Objective:
Give again the part that opens with the line containing "Thank you for the photo. Please point out the white car" and closes with the line containing "(1036, 738)", replacing "short hair" with "cropped hair" throughout and leaving all else unchanged.

** start **

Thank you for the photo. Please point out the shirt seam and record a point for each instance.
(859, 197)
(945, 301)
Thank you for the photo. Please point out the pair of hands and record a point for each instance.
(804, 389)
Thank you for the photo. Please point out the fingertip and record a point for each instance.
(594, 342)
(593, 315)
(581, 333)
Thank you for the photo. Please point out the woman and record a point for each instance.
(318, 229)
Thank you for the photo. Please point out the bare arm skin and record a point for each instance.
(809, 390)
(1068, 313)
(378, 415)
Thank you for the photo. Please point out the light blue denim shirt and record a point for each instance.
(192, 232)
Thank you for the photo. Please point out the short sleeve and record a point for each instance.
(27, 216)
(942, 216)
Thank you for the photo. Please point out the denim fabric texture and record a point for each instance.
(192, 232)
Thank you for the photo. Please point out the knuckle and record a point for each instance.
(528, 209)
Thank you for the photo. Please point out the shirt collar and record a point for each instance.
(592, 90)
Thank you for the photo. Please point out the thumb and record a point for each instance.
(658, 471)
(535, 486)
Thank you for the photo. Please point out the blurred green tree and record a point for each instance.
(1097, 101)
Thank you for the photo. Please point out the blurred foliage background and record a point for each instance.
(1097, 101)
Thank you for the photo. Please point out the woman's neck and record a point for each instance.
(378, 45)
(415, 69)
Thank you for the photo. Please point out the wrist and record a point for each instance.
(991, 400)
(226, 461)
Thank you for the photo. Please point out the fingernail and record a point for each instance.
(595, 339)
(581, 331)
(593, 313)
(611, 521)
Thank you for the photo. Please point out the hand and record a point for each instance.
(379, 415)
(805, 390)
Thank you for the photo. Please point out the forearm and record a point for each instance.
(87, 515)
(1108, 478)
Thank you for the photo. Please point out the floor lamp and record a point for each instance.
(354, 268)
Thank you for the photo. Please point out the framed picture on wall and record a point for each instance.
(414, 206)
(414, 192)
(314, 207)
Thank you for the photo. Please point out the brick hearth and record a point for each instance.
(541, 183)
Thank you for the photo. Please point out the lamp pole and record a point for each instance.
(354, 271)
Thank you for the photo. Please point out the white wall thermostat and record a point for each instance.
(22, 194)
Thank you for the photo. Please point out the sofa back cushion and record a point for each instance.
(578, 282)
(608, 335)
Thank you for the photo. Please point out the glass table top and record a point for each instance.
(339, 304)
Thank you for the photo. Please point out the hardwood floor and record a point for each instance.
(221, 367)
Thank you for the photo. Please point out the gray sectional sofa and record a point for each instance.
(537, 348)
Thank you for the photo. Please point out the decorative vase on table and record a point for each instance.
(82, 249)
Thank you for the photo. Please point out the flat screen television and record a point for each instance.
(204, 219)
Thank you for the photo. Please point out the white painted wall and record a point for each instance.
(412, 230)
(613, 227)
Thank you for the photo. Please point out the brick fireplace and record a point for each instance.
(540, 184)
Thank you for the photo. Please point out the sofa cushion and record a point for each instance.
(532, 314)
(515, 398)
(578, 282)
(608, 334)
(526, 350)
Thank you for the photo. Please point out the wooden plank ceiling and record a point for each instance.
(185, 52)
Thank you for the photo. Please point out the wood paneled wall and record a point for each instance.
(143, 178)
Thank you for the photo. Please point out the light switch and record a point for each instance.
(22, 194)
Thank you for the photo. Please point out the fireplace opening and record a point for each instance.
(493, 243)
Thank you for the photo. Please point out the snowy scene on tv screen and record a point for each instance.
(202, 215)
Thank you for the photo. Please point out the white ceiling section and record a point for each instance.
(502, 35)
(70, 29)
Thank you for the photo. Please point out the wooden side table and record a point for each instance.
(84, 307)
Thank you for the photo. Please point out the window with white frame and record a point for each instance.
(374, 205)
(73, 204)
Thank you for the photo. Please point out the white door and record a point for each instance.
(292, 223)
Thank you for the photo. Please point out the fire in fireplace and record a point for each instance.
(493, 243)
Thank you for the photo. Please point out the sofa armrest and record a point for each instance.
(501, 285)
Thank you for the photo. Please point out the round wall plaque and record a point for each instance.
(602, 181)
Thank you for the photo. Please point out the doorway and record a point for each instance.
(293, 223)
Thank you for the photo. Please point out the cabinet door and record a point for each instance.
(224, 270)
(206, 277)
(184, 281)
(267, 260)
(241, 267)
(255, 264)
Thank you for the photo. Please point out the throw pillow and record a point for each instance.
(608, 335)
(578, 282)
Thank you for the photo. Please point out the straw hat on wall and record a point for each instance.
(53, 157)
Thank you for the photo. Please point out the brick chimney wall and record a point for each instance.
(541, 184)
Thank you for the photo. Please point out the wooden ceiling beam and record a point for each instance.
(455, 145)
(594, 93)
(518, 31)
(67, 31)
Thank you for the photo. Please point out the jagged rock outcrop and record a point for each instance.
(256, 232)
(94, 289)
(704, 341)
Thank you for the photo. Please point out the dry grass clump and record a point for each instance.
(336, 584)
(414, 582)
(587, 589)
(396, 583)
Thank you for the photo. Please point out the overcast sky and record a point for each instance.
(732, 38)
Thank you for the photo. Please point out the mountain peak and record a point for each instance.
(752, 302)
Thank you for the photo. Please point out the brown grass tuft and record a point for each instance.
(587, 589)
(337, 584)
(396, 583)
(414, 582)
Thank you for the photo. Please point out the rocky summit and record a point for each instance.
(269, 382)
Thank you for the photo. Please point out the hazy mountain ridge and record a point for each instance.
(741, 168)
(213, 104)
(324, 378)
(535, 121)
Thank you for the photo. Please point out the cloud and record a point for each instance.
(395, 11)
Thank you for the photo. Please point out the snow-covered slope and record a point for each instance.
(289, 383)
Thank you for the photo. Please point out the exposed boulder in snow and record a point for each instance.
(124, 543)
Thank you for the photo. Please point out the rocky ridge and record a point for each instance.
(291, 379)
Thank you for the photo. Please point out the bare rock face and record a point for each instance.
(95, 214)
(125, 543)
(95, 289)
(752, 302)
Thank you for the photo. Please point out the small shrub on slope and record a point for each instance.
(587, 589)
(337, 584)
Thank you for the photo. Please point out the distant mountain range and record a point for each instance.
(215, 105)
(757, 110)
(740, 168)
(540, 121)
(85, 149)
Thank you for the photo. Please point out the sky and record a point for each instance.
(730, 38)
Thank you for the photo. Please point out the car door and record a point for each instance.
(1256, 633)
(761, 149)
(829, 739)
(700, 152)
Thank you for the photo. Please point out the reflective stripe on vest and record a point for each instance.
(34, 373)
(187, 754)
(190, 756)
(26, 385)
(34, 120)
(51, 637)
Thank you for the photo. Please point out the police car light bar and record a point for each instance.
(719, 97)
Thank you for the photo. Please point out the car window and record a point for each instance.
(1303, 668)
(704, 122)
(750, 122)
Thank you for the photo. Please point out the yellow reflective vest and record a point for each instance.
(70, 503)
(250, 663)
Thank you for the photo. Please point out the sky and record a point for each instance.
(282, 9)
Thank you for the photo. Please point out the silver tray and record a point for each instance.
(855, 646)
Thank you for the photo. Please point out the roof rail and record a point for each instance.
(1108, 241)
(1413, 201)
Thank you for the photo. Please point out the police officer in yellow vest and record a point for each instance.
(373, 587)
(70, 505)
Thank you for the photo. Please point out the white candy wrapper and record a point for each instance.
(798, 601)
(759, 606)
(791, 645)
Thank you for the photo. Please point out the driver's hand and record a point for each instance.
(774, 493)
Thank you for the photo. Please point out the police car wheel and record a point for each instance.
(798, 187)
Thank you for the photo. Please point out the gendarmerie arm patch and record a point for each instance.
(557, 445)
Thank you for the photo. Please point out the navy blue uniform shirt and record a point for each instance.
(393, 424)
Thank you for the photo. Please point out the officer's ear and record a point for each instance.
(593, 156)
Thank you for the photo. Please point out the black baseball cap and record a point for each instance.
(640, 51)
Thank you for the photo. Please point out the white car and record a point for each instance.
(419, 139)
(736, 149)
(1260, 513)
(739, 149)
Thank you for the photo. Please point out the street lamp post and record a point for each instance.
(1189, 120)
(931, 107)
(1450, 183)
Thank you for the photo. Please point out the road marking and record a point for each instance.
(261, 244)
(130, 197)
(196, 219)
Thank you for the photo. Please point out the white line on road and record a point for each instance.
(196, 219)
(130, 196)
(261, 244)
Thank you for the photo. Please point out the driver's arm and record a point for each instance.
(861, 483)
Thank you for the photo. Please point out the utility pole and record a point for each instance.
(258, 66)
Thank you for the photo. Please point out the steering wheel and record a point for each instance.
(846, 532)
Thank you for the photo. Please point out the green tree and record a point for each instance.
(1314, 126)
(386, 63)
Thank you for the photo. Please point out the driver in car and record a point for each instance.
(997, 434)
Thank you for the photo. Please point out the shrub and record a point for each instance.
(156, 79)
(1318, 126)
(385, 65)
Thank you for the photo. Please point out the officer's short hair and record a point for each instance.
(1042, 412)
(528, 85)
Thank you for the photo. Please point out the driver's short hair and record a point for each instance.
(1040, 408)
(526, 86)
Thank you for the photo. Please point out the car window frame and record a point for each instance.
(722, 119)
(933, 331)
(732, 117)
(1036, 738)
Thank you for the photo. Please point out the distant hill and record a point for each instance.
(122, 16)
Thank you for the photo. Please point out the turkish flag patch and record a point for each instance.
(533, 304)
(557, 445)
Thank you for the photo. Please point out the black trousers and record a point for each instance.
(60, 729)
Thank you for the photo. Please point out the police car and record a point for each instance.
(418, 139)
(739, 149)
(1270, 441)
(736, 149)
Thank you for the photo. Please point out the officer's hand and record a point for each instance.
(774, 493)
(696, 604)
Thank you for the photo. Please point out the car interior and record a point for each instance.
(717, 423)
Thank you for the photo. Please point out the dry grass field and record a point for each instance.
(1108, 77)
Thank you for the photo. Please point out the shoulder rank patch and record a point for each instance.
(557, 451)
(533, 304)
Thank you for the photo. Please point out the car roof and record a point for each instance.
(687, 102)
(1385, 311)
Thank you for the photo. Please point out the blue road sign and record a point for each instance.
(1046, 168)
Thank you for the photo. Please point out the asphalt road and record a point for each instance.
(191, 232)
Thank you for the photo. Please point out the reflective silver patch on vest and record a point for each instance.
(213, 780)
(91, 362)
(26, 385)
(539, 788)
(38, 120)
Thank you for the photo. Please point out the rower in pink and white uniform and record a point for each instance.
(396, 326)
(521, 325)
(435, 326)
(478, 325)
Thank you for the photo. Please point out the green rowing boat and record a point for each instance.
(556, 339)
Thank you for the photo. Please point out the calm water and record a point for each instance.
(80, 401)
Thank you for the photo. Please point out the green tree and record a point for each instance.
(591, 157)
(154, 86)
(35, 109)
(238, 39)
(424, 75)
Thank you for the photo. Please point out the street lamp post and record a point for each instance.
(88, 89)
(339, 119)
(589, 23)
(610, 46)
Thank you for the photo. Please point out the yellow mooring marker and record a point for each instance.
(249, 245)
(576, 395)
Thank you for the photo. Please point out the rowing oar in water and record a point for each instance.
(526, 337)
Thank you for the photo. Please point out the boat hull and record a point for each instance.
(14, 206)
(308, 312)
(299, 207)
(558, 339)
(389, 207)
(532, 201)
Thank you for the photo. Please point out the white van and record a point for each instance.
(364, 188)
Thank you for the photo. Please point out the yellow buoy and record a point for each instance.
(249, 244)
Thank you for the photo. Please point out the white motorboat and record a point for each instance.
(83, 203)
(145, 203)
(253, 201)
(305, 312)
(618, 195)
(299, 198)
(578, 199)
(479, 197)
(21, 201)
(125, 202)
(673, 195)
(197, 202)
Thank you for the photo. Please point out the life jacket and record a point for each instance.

** end **

Answer below:
Thank you for the photo. Please point out the white car and record a point for each instance.
(419, 139)
(736, 149)
(1260, 513)
(739, 149)
Thank you for the photo. Please point out the street lamp post and record a point for each instance.
(1189, 120)
(931, 107)
(1450, 183)
Thank you for the photo. Please point out the road marking and record a point for each instance.
(261, 244)
(130, 197)
(196, 219)
Thank you for the photo. Please point out the white line on road and record a point for each instance.
(196, 219)
(130, 196)
(261, 244)
Thank you for the photo. Please point out the driver's arm and record a point for each instance.
(861, 483)
Thank you for the photo. Please point out the utility pole and record a point for each instance.
(258, 66)
Thank you for the photo. Please point out the steering wheel and record a point for each instance.
(846, 532)
Thank you for the photo. Please point out the green tree and record a point for each instance.
(1314, 126)
(386, 63)
Thank you for the photo. Please point out the driver in car and record a point for each instance.
(997, 434)
Thank you for the photo. Please point out the shrub and record a point for each instance.
(156, 79)
(1318, 126)
(385, 65)
Thank you for the photo. Please point out the officer's cropped hair and record a point for each instance.
(1042, 412)
(528, 85)
Thank you for the photo. Please point out the driver's cropped hair and record a point for each instance.
(1040, 408)
(526, 86)
Thank you for the photo. Please point out the car window frame and record a point for each instance.
(722, 119)
(933, 331)
(732, 117)
(1036, 738)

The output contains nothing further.